Dataset excerpts:

-- START --

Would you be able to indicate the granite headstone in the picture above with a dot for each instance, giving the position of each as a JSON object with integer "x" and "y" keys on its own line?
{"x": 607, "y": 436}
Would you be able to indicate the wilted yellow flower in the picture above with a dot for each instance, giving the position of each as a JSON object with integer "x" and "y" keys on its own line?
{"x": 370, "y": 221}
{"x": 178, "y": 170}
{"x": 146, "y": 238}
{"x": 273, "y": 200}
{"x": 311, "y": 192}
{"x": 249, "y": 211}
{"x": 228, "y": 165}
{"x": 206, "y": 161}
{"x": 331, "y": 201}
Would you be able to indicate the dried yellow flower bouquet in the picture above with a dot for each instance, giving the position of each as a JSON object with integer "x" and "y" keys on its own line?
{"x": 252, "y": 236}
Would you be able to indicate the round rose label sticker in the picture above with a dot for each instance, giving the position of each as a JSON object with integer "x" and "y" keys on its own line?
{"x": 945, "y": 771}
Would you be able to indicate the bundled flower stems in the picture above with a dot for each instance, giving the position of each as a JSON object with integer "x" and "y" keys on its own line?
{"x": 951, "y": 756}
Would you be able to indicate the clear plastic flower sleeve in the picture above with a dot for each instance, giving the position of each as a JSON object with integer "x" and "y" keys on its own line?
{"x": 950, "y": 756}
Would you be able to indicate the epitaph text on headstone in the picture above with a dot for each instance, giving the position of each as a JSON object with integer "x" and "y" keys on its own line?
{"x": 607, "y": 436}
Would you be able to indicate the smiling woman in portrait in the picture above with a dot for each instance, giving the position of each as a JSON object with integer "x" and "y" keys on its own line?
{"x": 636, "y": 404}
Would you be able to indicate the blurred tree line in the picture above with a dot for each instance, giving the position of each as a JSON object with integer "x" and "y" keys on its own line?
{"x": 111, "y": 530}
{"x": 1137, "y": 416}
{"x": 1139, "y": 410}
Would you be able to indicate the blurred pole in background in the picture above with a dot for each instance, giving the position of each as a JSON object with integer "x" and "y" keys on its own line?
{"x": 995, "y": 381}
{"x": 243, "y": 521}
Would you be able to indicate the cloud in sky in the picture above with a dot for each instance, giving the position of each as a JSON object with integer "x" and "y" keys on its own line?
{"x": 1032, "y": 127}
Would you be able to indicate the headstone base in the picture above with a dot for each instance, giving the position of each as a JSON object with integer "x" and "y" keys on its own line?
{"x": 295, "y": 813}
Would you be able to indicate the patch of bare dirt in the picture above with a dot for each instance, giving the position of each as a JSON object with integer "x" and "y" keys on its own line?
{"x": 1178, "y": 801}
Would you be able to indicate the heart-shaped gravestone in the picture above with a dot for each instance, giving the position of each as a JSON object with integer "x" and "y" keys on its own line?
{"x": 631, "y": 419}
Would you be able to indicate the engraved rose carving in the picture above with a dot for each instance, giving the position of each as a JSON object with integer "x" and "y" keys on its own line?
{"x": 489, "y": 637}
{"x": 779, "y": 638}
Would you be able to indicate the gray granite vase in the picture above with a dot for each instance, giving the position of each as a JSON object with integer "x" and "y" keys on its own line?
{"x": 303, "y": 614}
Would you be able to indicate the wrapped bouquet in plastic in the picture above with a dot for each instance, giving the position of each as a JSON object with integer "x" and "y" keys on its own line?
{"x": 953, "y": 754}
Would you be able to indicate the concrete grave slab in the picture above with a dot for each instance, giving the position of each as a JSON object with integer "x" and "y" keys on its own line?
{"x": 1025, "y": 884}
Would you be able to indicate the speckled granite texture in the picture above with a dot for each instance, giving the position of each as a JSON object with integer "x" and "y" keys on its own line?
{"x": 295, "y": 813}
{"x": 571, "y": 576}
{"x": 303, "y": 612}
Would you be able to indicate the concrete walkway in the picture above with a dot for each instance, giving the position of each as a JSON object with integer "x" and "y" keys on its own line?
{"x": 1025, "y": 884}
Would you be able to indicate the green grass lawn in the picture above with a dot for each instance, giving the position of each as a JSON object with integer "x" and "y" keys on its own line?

-- END --

Short task: Print again, unchanged, the part of the records that opens with the line containing "Would you be able to indicate the gray" and runs to the end of the records.

Exercise output:
Would you be able to indicate the gray granite vase in the picture above with a dot for each instance, giving the position of each as a JSON object with integer "x" and "y" keys on its own line?
{"x": 303, "y": 614}
Would you be able to indicate the wrapped bouquet in plastic in the picture above with a dot for each instance, giving the position of each as a JSON object with integer "x" and "y" keys on its own line?
{"x": 953, "y": 754}
Would you be able to indicate the concrete grave slab in the picture above with a dot for each instance, giving the position of each as a JSON object with integer "x" and "y" keys on its own line?
{"x": 1025, "y": 884}
Would you be able to indicate the speckled granite texture in the picture above with a dot for each instance, giving the position of each as a JSON object with integer "x" and "y" keys on its own line?
{"x": 295, "y": 813}
{"x": 571, "y": 576}
{"x": 303, "y": 612}
Would you be able to indicate the concrete walkway in the picture above with a dot for each instance, giving the position of each as a JSON object with integer "x" and "y" keys on its own line?
{"x": 1025, "y": 884}
Would you be able to indicate the green grass lawn in the picture above with a dot for each instance, giving the position of each as a JSON object with integer "x" and "y" keys on its own line?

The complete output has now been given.